= Given text =

Here's the mapping file:

@prefix rml: <http://semweb.mmlab.be/ns/rml#> .
@prefix rr: <http://www.w3.org/ns/r2rml#> .
@prefix ql: <http://semweb.mmlab.be/ns/ql#> .
@prefix rdf: <http://www.w3.org/1999/02/22-rdf-syntax-ns#> .
@prefix rdfs: <http://www.w3.org/2000/01/rdf-schema#> .
@prefix oai: <http://www.openarchives.org/OAI/2.0/>.
@prefix efg: <http://www.europeanfilmgateway.eu/efg/> .
@prefix fiaf: <https://fiafcore.org/ontology/> .
@prefix : <http://example.org/rules/> .

#Work
:works a rr:TriplesMap;
  rml:logicalSource [
    rml:source "xxx/BNFA.xml";
    rml:referenceFormulation ql:XPath;
    rml:iterator "/oai:OAI-PMH/oai:ListRecords/oai:record/oai:metadata/efg:efgEntity"
  ].

:works rr:subjectMap [
  rr:template "http://example.org/BNFA/{efg:avcreation/efg:identifier}"
].

= Information shown =
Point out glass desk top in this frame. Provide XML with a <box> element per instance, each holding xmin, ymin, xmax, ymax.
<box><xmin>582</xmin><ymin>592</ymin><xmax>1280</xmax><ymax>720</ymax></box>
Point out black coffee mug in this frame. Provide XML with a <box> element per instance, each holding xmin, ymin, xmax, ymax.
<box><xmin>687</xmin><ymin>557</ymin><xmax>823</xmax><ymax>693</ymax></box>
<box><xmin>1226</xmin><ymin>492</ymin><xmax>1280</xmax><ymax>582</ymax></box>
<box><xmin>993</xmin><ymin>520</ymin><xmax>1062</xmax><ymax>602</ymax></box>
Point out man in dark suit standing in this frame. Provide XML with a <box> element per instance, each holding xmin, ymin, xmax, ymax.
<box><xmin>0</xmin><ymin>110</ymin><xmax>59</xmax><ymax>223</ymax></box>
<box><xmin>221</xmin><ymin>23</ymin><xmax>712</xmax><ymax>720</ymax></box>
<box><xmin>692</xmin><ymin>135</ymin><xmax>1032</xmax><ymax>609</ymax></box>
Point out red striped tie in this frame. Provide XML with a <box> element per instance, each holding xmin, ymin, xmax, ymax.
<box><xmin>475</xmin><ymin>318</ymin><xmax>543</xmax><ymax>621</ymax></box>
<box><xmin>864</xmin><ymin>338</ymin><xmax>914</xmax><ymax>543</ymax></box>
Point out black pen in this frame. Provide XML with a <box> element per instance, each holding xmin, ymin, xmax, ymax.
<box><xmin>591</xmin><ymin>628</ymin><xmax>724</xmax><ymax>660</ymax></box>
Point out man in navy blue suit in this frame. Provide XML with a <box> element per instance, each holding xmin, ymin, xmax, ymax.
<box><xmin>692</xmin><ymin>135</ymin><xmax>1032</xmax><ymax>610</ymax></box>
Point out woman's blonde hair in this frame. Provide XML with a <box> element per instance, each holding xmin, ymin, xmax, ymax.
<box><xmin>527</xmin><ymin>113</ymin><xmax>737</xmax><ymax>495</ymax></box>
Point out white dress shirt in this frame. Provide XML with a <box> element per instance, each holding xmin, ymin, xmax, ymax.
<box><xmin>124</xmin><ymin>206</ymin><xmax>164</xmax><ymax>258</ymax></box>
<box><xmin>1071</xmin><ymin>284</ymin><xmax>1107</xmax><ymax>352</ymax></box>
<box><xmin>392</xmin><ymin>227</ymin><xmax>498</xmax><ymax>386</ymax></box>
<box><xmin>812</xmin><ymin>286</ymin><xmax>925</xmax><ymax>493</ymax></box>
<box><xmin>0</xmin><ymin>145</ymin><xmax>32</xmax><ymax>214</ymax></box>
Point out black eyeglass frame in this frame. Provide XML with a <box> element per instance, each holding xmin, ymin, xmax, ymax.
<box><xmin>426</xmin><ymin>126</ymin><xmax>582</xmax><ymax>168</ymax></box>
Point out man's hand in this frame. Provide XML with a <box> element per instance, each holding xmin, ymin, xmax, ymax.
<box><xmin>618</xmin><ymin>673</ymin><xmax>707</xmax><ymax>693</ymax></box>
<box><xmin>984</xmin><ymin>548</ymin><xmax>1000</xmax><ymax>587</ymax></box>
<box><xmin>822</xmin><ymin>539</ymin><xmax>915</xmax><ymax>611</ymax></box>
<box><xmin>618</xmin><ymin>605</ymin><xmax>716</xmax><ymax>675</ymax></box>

= What is needed =
Can you carry on the RML mapping file for the film archive data, picking up after its last line? The records come from a separate source unrelated to the mapping file.

= Exercise answer =
:works rr:predicateObjectMap [
  rr:predicate rdf:type;
  rr:objectMap [ rr:constant fiaf:WorkVariant ]],
  [
  rr:predicate rdfs:label;
  rr:objectMap [ rml:reference "efg:avcreation/efg:title/efg:text" ]],
  [
  rr:predicate fiaf:hasIdentifier;
  rr:objectMap [ rr:parentTriplesMap :WorkIdentifier ]],
  [
  rr:predicate fiaf:hasTitle;
  rr:objectMap [ rr:termType rr:BlankNode; rr:parentTriplesMap :WorkTitle ]],
  [
  rr:predicate fiaf:hasEvent;
  rr:objectMap [ rr:termType rr:BlankNode; rr:parentTriplesMap :WorkEvent ]],
  [
  rr:predicate fiaf:hasCountry;
  rr:objectMap [ rr:template "https://example.org/EFG/Country/{efg:avcreation/efg:countryOfReference}" ]], #conditional Mapping needed to reference to Geonames etc.
  [
  rr:predicate fiaf:hasManifestation;
  rr:objectMap [ rr:template "http://example.org/BNFA/{efg:avcreation/efg:avManifestation/efg:identifier}" ]
].

#WorkTitle
:WorkTitle a rr:TriplesMap;
  rml:logicalSource [
    rml:source "xxx/BNFA.xml";
    rml:referenceFormulation ql:XPath;
    rml:iterator "/oai:OAI-PMH/oai:ListRecords/oai:record/oai:metadata/efg:efgEntity/efg:avcreation/efg:title"
  ].

  :WorkTitle rr:subjectMap [ 
    rr:termType rr:BlankNode; 
    rr:class fiaf:Title; #conditional Mapping needed to make the class dependent on the value in title/type
    ].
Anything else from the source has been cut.